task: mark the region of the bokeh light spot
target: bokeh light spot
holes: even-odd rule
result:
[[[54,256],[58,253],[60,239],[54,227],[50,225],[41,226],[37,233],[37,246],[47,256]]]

· · ·

[Task prompt] Copy every line of the records above without changing anything.

[Full output]
task: mark the region of the bokeh light spot
target: bokeh light spot
holes: even-odd rule
result:
[[[54,256],[58,253],[60,239],[54,227],[50,225],[41,226],[37,233],[37,246],[47,256]]]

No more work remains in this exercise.